_What to work on_
Write out every single entry exactly.

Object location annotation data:
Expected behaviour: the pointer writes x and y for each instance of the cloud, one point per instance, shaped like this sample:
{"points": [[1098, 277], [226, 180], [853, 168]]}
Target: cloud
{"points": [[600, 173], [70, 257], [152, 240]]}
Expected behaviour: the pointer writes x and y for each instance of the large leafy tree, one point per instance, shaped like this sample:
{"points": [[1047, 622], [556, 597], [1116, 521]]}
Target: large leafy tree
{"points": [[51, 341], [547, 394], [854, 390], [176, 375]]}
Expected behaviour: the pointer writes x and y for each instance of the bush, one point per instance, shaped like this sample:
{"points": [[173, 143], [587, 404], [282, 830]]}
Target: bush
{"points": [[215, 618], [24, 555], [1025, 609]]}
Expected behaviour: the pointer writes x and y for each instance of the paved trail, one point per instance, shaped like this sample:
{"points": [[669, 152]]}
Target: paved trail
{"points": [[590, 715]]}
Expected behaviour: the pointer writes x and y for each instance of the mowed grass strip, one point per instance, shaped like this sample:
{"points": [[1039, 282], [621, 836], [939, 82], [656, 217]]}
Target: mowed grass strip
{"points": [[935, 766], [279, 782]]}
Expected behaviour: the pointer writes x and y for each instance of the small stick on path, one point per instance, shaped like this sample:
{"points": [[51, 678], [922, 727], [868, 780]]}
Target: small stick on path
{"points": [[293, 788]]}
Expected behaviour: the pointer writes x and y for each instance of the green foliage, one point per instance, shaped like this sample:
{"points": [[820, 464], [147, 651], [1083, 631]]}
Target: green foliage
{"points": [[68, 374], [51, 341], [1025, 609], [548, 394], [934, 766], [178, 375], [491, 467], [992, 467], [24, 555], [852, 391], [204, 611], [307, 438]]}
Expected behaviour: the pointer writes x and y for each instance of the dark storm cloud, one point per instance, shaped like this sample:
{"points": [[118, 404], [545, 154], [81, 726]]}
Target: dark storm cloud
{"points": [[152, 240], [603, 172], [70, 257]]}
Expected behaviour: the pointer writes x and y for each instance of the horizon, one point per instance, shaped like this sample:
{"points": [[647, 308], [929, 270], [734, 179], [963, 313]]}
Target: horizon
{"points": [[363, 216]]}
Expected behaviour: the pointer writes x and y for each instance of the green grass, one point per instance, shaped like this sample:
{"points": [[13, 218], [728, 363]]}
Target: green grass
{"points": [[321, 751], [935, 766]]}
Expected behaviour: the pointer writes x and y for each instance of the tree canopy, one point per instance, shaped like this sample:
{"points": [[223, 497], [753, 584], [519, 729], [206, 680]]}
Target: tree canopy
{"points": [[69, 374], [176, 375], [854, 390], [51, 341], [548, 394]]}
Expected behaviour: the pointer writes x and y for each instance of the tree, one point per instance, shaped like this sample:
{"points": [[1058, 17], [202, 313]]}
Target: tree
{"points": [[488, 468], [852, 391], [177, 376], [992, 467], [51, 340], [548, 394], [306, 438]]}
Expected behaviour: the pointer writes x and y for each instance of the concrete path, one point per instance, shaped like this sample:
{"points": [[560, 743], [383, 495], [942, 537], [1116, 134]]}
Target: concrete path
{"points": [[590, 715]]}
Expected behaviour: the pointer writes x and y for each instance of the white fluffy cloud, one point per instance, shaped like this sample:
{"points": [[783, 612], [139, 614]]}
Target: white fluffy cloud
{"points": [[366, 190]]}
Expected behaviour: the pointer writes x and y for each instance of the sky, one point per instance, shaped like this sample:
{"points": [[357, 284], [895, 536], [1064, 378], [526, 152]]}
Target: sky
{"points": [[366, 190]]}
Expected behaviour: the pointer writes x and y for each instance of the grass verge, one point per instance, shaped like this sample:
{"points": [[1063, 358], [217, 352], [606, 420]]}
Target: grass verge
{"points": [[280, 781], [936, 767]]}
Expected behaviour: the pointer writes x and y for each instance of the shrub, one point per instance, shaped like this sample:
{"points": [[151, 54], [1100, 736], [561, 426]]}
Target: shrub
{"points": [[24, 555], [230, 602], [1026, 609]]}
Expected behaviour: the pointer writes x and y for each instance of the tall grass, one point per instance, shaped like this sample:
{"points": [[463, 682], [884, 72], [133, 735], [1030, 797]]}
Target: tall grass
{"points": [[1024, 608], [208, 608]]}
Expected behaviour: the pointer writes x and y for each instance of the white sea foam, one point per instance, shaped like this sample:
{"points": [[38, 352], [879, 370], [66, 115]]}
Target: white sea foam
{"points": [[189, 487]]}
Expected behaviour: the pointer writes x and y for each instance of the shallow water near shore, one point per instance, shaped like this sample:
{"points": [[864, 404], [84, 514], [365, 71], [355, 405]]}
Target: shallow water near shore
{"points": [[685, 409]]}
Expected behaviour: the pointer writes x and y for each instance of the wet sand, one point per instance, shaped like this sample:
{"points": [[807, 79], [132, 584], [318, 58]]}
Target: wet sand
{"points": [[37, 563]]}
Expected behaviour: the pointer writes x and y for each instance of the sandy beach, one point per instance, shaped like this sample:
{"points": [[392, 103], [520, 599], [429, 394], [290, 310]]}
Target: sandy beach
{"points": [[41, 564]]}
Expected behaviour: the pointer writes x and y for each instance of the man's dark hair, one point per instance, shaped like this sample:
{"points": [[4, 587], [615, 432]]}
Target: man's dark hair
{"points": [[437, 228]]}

_Exercise answer_
Expected behaviour: the pointer writes x and y for each instance of the cloud, one point per instance, shaped like this sample:
{"points": [[1098, 277], [226, 180], [853, 168]]}
Target: cloud
{"points": [[600, 173], [70, 257], [152, 240]]}
Expected behaviour: the pointer writes x and y for each instance of the large leafy tree, one point per instance, shaped like this sample:
{"points": [[1047, 622], [556, 597], [1116, 521]]}
Target: large leafy tree
{"points": [[51, 341], [547, 394], [854, 390], [176, 375]]}
Expected behaviour: the pointer writes x and y for each instance of the bush, one point per instance, shaped like this sample:
{"points": [[173, 143], [587, 404], [282, 830]]}
Target: bush
{"points": [[215, 618], [24, 555], [1025, 609]]}
Expected behaviour: the pointer writes x and y for each instance of the paved trail, one point per instance, shaped like this sample:
{"points": [[669, 152]]}
Target: paved trail
{"points": [[590, 715]]}
Expected behaviour: the pointer writes x and y for each instance of the mowed grass strip, one point per instance, shaped like this sample:
{"points": [[1039, 282], [621, 836], [939, 82], [656, 217]]}
Target: mowed grass strip
{"points": [[935, 766], [279, 782]]}
Expected behaviour: the pointer writes x and y for each instance of the small stick on path, one point per instance, shaped like this sample:
{"points": [[51, 678], [922, 727], [868, 780]]}
Target: small stick on path
{"points": [[293, 788]]}
Expected behaviour: the pointer writes x and y for each instance of the green foliage, one point per instance, shaped like this sample:
{"points": [[820, 464], [147, 651], [1083, 631]]}
Target: green foliage
{"points": [[68, 374], [51, 341], [1025, 609], [548, 394], [934, 766], [178, 375], [491, 467], [992, 467], [24, 555], [852, 391], [204, 611], [307, 438]]}
Expected behaviour: the pointer writes x and y for each instance of the dark storm cloud, one point per instance, shaped like this sample:
{"points": [[118, 404], [545, 154], [81, 726]]}
Target: dark storm cloud
{"points": [[152, 240], [603, 172], [70, 257]]}
Expected behaviour: the pointer writes x and y for each instance of the horizon, one point per instance, shaped like this sample:
{"points": [[647, 308], [929, 270], [734, 179], [963, 313]]}
Target: horizon
{"points": [[363, 216]]}
Expected behaviour: the pointer writes x and y for each instance of the green grass, one point per instance, shaped like this sample:
{"points": [[13, 218], [728, 363]]}
Target: green grass
{"points": [[321, 751], [935, 766]]}
Expected behaviour: the pointer writes x and y for each instance of the tree canopy, one point per instance, shaped like this sample:
{"points": [[223, 497], [753, 584], [519, 729], [206, 680]]}
Target: tree canopy
{"points": [[69, 374], [176, 375], [854, 390], [51, 341], [548, 394]]}
Expected behaviour: the pointer writes x and y for each instance of the tree, one point per instance, shaped like this sample:
{"points": [[1058, 17], [202, 313]]}
Target: tree
{"points": [[488, 468], [852, 391], [177, 376], [992, 467], [51, 340], [548, 394], [306, 438]]}
Expected behaviour: the pointer writes x and y for each instance of the concrete path, one point per instance, shaped like this sample:
{"points": [[560, 743], [383, 495], [942, 537], [1116, 134]]}
Target: concrete path
{"points": [[590, 715]]}
Expected behaviour: the pointer writes x and y for each instance of the white fluffy cloud, one point per instance, shaped like this sample:
{"points": [[783, 612], [139, 614]]}
Target: white fluffy cloud
{"points": [[366, 190]]}
Expected behaviour: the pointer writes x and y for each instance of the sky, one point per instance, shaped like this sample:
{"points": [[357, 284], [895, 536], [1064, 378], [526, 152]]}
Target: sky
{"points": [[366, 190]]}
Expected behaviour: the pointer writes x and y for each instance of the grass verge, one point per instance, shaped like this sample:
{"points": [[1063, 358], [217, 352], [606, 420]]}
Target: grass verge
{"points": [[280, 781], [936, 767]]}
Expected behaviour: the pointer writes x and y for each instance of the shrub, one point per instance, shaped like this sample:
{"points": [[151, 54], [1100, 736], [561, 426]]}
Target: shrub
{"points": [[24, 555], [230, 602], [1026, 609]]}
Expected behaviour: the pointer writes x and y for each instance of the tall grass, one point per instance, shaped like this sample:
{"points": [[463, 682], [884, 72], [133, 735], [1030, 797]]}
Target: tall grass
{"points": [[1024, 608], [208, 608]]}
Expected behaviour: the pointer writes x and y for each instance of the white sea foam, one point per instance, shaped like this sample:
{"points": [[38, 352], [879, 370], [66, 115]]}
Target: white sea foam
{"points": [[189, 487]]}
Expected behaviour: the pointer writes x and y for each instance of the shallow water near shore, one point per instance, shaped like this sample:
{"points": [[864, 404], [84, 514], [365, 71], [355, 405]]}
Target: shallow water near shore
{"points": [[685, 409]]}
Expected behaviour: the pointer writes x and y for each instance of the wet sand, one point per instance, shaped like this sample:
{"points": [[807, 79], [132, 584], [318, 58]]}
Target: wet sand
{"points": [[37, 563]]}
Expected behaviour: the pointer writes x and y for each instance of the sandy beach, one point per instance, shaped like this sample:
{"points": [[392, 103], [520, 599], [429, 394], [290, 310]]}
Target: sandy beach
{"points": [[41, 564]]}
Expected behaviour: the pointer writes x and y for each instance of the man's dark hair, one point per instance, shaped like this sample:
{"points": [[4, 587], [615, 432]]}
Target: man's dark hair
{"points": [[437, 228]]}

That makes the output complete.